Collectively, the park will connect 67 different nature reserves and protected areas, most of which are located in the Sichuan Province, home to over 80% of the world’s wild panda population.

An estimated 1,864 live in the wild, where they are threatened chiefly by habitat loss. The species came off the “endangered” list in 2016, but are still classified as “vulnerable” by the International Union for Conservation of Nature.

In addition to connecting panda populations, the park will ensure the animals have a steady supply of bamboo. Fast Company’s Peters writes:

“Climate change is drastically shifting the regions in which the plant can grow, with more than a third of China’s panda habitats poised to become too hot to support bamboo over the next 80 years. To circumvent this issue, park officials are planning on creating passageways and tunnels that allow pandas to easily travel to bamboo-rich areas.”

• Task to complete: Say whether each statement agrees with the panda park passage, answering yes or no and quoting the deciding words from it: (a) The park will link 67 nature reserves and protected areas. (b) The International Union for Conservation of Nature still lists pandas as "endangered." (c) Park officials plan passageways and tunnels so pandas can reach bamboo-rich areas.

• Rows:

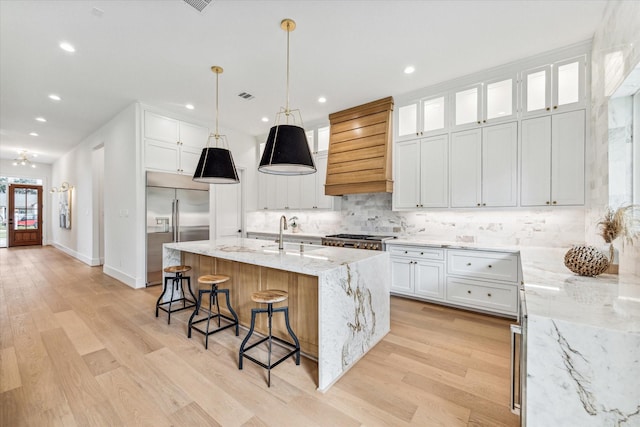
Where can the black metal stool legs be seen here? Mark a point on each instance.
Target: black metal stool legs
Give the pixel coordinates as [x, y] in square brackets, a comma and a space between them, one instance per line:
[295, 346]
[213, 296]
[176, 282]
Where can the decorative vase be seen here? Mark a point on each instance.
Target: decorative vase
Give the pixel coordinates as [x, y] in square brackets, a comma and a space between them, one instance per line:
[612, 254]
[586, 260]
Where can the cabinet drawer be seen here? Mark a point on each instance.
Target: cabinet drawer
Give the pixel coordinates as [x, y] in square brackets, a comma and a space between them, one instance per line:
[490, 296]
[483, 265]
[416, 252]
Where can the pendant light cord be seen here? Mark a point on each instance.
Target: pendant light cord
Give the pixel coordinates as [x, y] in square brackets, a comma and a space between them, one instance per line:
[217, 135]
[287, 109]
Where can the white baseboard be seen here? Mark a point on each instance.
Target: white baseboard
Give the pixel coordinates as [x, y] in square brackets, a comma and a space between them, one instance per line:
[89, 261]
[119, 275]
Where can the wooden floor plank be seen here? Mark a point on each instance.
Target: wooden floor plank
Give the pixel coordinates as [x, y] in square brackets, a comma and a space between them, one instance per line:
[90, 351]
[130, 400]
[78, 332]
[9, 371]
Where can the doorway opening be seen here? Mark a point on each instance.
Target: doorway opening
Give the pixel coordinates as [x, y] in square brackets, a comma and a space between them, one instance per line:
[26, 209]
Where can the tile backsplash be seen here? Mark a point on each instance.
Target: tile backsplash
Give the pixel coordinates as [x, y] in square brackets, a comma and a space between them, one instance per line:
[372, 214]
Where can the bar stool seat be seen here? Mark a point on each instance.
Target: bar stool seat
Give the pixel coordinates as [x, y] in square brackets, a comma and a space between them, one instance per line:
[177, 282]
[212, 280]
[270, 297]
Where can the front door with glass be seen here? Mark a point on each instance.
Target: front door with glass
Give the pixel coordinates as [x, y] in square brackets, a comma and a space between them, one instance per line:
[24, 223]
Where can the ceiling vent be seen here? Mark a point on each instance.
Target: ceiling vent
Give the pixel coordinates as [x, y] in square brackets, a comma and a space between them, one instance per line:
[198, 5]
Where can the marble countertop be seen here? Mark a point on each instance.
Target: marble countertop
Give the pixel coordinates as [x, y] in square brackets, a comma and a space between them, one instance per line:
[553, 291]
[287, 233]
[314, 260]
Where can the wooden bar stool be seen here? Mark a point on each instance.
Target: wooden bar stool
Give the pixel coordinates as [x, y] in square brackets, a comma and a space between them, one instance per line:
[213, 280]
[177, 279]
[270, 297]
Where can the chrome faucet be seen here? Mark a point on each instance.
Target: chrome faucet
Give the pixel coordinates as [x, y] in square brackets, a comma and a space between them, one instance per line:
[283, 226]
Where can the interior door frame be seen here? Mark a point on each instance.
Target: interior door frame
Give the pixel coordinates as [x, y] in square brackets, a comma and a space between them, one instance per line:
[11, 231]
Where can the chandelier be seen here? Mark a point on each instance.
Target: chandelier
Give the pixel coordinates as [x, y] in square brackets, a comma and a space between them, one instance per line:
[23, 159]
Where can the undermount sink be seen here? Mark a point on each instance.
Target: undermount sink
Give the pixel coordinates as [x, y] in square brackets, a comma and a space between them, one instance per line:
[292, 247]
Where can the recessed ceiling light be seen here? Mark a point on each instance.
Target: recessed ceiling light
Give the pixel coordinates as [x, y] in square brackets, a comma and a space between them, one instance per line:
[67, 47]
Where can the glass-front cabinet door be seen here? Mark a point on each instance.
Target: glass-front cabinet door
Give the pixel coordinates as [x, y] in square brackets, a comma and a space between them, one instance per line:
[408, 120]
[536, 92]
[422, 117]
[434, 114]
[569, 78]
[499, 100]
[468, 105]
[554, 87]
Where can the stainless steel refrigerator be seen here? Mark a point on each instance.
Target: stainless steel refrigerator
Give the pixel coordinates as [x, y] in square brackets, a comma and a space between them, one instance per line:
[177, 211]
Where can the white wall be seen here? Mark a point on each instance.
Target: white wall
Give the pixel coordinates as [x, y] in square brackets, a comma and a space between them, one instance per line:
[43, 172]
[118, 137]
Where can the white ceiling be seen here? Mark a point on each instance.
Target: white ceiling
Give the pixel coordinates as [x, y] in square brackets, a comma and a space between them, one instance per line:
[160, 53]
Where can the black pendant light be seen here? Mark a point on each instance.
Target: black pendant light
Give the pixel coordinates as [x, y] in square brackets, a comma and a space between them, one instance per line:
[286, 151]
[216, 163]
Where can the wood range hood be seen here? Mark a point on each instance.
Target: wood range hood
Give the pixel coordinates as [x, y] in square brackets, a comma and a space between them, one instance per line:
[360, 150]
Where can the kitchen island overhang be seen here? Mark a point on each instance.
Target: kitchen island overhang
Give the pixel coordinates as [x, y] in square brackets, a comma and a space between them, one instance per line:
[352, 290]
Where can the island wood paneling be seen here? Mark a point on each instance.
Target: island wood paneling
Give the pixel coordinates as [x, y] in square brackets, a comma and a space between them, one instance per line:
[437, 366]
[360, 149]
[246, 279]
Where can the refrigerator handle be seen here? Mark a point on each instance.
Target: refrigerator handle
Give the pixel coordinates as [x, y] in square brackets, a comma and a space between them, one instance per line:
[177, 225]
[515, 383]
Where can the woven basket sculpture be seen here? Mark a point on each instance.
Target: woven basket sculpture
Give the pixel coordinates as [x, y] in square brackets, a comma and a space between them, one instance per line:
[586, 260]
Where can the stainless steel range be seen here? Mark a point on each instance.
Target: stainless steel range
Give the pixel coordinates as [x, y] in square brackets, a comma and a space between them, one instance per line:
[357, 241]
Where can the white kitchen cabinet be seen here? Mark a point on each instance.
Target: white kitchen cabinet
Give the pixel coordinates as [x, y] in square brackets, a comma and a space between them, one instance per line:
[485, 103]
[172, 145]
[556, 87]
[422, 117]
[417, 271]
[483, 280]
[484, 166]
[552, 164]
[421, 173]
[479, 280]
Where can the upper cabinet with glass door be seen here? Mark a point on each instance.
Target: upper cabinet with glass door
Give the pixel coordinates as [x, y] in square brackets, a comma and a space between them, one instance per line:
[560, 86]
[484, 103]
[422, 117]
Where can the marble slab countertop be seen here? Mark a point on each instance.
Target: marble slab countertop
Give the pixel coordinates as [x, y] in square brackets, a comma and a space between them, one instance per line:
[313, 261]
[421, 241]
[553, 291]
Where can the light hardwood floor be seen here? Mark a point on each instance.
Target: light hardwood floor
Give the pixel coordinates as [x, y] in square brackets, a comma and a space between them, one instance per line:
[79, 348]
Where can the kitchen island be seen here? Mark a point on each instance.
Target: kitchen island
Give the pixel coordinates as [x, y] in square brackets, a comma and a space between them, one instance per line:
[582, 345]
[342, 293]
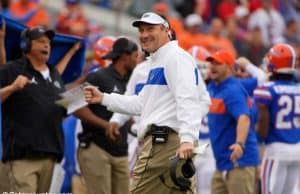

• Response to this exercise:
(a) Yes: "the park will connect 67 different nature reserves and protected areas"
(b) No: "The species came off the “endangered” list in 2016, but are still classified as “vulnerable” by the International Union for Conservation of Nature"
(c) Yes: "park officials are planning on creating passageways and tunnels that allow pandas to easily travel to bamboo-rich areas"